Datos recogidos
╭──
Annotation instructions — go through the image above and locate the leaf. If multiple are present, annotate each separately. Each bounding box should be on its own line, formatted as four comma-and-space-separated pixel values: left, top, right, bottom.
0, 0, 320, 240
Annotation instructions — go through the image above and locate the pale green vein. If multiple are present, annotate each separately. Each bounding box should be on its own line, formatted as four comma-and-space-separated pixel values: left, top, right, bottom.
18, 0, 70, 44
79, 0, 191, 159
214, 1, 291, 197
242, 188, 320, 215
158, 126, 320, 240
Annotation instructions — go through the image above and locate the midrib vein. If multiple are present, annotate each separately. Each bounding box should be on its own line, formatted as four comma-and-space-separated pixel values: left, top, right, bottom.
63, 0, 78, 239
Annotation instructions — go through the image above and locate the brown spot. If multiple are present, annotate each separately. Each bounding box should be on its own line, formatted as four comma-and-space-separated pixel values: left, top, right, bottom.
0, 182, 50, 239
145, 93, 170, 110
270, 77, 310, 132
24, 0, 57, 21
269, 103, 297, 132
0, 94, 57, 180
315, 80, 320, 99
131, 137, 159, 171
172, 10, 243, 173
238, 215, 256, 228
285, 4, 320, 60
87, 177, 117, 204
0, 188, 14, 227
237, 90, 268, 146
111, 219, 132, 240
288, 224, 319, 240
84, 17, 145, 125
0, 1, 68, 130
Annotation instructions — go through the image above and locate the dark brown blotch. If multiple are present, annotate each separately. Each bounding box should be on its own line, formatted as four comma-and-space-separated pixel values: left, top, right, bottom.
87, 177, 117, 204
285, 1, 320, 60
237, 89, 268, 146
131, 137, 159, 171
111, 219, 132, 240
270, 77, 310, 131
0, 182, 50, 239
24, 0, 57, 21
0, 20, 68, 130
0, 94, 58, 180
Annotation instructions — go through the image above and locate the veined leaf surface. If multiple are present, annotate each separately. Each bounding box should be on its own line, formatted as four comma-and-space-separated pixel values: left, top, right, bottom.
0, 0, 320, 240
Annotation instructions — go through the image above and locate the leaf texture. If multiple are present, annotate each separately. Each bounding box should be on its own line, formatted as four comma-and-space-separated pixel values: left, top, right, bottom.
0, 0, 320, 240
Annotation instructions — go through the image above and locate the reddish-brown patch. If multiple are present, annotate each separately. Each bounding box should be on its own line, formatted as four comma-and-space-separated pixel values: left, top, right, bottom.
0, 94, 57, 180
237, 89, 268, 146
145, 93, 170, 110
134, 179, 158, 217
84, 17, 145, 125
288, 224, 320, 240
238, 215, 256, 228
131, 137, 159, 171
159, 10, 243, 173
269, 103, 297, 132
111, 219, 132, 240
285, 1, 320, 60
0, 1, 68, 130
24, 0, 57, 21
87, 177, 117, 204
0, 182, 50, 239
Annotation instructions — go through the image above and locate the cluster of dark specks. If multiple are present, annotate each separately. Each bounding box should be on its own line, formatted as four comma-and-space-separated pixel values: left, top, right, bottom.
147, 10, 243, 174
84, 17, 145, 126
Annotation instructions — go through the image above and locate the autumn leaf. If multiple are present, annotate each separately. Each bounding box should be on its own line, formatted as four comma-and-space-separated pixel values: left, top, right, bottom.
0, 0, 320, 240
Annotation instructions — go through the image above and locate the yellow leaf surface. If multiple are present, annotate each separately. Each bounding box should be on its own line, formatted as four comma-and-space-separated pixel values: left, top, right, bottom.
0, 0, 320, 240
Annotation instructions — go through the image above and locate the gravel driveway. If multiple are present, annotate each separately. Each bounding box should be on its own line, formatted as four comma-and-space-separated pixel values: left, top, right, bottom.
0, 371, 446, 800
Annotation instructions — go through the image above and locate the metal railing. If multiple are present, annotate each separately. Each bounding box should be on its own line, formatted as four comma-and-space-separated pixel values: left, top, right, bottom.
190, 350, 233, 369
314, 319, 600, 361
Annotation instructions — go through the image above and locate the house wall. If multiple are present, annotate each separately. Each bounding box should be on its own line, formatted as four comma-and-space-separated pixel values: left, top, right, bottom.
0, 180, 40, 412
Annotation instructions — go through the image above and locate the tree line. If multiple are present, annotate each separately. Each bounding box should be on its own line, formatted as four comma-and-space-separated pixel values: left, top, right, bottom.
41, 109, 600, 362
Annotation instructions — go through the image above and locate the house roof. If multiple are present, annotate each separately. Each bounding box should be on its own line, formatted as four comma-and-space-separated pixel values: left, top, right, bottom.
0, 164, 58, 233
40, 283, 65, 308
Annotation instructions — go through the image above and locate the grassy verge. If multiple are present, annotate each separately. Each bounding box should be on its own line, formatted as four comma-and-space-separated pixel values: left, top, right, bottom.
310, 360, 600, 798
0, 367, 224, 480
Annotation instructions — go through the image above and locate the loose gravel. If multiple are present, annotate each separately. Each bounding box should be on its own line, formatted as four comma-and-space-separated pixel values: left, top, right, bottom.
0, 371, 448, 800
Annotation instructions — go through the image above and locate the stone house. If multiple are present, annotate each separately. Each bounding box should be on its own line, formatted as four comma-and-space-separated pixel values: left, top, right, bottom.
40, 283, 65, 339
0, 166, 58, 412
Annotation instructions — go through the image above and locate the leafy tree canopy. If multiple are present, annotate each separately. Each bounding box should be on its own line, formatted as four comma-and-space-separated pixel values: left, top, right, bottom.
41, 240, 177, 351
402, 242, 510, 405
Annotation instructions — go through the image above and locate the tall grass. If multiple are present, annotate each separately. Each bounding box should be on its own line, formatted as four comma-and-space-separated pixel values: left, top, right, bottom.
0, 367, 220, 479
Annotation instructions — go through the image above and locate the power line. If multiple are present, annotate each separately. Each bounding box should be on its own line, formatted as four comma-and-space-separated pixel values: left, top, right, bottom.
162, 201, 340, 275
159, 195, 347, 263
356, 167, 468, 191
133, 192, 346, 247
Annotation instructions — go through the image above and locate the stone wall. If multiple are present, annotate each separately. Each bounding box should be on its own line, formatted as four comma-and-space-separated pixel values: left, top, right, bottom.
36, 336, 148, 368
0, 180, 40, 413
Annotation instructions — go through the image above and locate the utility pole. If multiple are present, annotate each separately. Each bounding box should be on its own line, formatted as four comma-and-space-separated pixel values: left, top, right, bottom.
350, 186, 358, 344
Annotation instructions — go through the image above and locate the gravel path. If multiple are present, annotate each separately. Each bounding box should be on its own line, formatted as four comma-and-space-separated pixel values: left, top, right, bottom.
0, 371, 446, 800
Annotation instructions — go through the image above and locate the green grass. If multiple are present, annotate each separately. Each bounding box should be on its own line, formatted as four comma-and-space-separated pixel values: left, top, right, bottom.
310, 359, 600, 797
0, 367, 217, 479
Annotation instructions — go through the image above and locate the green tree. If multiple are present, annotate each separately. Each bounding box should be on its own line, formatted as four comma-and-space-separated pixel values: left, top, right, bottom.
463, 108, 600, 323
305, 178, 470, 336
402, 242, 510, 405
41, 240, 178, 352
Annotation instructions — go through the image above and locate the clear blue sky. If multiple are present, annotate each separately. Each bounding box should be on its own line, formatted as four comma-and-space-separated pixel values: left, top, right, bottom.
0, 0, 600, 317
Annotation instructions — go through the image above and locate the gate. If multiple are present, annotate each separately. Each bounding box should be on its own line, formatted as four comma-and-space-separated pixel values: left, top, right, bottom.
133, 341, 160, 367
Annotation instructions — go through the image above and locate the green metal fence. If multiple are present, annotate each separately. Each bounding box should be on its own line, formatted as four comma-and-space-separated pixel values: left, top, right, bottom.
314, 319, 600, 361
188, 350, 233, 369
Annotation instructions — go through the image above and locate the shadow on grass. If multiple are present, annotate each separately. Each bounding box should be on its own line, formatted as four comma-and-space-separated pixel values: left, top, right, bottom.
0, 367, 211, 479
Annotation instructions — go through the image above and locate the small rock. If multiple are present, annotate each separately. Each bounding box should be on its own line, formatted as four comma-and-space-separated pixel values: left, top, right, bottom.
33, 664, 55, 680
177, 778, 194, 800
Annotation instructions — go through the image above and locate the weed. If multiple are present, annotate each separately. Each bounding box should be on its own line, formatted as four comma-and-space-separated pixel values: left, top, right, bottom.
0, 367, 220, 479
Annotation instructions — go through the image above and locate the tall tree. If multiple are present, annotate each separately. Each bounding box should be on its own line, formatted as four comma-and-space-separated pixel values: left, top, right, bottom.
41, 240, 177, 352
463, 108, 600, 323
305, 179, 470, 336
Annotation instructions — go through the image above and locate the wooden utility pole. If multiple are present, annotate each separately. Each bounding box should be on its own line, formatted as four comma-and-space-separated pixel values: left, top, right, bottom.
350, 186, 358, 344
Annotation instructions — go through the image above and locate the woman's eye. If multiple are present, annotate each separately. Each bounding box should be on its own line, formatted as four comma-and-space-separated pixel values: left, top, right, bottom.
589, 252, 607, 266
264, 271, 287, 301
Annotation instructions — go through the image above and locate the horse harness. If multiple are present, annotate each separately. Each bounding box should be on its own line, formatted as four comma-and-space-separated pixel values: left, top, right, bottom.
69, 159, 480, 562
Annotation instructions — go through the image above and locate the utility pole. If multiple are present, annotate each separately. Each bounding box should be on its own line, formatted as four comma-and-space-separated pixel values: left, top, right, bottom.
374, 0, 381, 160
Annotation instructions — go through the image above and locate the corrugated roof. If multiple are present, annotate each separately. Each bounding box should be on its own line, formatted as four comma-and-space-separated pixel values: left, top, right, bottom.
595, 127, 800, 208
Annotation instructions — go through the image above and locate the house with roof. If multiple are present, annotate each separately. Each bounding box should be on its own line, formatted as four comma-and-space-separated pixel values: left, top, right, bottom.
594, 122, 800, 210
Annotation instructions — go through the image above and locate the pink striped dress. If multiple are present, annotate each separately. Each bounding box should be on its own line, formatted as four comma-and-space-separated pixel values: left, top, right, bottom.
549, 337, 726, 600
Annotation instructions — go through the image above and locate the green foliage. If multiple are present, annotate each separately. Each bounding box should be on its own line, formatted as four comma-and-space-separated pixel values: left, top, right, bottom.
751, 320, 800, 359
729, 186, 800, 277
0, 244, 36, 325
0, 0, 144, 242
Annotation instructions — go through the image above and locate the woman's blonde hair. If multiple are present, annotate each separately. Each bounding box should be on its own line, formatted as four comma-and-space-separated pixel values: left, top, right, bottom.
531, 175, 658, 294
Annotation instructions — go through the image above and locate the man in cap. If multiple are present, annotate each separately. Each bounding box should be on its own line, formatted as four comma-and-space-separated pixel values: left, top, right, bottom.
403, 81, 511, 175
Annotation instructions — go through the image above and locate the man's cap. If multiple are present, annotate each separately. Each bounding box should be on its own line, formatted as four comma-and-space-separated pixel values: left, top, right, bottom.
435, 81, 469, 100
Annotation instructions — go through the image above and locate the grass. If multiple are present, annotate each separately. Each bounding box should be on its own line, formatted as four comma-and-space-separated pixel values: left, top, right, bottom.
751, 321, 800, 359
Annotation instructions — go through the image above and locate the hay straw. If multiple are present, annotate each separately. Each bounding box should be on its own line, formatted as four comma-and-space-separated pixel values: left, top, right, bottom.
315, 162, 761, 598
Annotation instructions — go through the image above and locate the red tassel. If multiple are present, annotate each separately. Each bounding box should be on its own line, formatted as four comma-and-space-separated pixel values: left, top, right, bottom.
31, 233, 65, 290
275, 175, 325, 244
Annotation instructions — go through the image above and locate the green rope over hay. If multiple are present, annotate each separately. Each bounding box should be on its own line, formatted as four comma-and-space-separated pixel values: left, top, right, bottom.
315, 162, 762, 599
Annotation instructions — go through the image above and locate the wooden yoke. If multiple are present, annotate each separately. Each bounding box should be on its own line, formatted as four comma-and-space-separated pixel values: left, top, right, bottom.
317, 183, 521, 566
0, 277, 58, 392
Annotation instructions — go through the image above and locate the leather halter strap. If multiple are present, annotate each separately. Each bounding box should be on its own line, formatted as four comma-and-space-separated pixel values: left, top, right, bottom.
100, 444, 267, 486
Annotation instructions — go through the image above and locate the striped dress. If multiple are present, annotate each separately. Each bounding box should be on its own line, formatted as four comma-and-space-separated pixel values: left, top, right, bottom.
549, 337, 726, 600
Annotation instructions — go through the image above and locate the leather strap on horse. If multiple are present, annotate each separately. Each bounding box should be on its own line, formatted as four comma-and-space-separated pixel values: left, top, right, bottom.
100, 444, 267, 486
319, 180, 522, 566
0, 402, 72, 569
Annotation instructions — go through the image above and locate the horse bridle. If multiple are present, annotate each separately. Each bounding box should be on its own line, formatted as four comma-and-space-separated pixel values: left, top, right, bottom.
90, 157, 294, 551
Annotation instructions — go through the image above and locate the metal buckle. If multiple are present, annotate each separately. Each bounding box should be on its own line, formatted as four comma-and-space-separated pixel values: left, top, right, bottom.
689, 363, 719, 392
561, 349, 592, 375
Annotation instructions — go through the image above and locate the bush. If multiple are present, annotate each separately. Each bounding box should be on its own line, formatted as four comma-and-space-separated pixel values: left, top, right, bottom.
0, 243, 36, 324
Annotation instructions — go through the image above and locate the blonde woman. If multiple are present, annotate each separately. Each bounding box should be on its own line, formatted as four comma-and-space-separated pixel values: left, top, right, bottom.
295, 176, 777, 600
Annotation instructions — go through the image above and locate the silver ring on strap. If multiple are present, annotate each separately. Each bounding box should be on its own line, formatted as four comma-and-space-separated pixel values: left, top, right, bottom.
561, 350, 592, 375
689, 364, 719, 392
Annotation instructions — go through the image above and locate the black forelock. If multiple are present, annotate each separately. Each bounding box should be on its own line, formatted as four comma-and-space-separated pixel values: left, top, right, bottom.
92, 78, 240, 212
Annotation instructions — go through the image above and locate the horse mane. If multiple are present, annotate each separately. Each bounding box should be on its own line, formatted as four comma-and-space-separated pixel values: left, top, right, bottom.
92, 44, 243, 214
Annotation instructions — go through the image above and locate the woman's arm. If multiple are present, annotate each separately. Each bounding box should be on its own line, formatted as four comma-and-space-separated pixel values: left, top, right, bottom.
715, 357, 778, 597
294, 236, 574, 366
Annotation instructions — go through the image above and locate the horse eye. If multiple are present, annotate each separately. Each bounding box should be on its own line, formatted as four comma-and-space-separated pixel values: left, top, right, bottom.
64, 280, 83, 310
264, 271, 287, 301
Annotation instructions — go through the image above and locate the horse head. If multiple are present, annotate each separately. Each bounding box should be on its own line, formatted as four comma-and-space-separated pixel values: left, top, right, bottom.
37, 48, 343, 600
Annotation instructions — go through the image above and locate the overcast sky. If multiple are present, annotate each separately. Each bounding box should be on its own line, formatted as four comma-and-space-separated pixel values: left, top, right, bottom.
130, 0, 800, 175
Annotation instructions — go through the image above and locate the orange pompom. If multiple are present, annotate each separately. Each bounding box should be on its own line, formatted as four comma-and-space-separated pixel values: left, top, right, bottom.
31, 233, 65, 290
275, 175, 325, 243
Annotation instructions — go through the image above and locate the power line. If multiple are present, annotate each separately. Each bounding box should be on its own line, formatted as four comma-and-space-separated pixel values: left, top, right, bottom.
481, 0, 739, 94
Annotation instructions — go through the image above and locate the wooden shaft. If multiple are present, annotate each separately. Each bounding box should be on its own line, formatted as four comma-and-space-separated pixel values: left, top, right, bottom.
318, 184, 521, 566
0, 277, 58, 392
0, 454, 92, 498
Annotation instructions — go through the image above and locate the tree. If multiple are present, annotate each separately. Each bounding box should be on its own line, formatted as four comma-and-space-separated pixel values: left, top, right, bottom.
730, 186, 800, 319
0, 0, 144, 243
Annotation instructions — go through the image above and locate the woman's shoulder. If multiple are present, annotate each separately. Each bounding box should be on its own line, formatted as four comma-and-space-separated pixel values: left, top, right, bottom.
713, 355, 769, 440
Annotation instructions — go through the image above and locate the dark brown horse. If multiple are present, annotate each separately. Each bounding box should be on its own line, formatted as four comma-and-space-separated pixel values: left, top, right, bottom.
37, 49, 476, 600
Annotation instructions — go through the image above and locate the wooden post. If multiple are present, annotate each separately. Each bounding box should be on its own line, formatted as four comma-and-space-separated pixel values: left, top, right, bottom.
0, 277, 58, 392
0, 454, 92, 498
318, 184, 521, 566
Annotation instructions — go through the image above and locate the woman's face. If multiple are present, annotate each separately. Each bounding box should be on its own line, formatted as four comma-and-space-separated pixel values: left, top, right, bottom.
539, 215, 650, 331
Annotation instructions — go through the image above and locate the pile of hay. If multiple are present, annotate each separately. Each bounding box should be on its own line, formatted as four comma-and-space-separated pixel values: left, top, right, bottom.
╰──
**Lo que se pide**: Muestra cada línea del listado de arriba que lleve la palabra "striped", copiándola entera.

**El resultado**:
Annotation instructions — go through the image above and locate the pink striped dress. If multiple are present, annotate each separately. Each bounding box should be on its own line, formatted as four comma-and-space-separated pixel values: left, top, right, bottom.
Annotation instructions — go through the image above and locate the striped dress. If multiple are present, annotate each separately. Each bounding box should be on its own line, formatted as four comma-and-space-separated pixel values: left, top, right, bottom.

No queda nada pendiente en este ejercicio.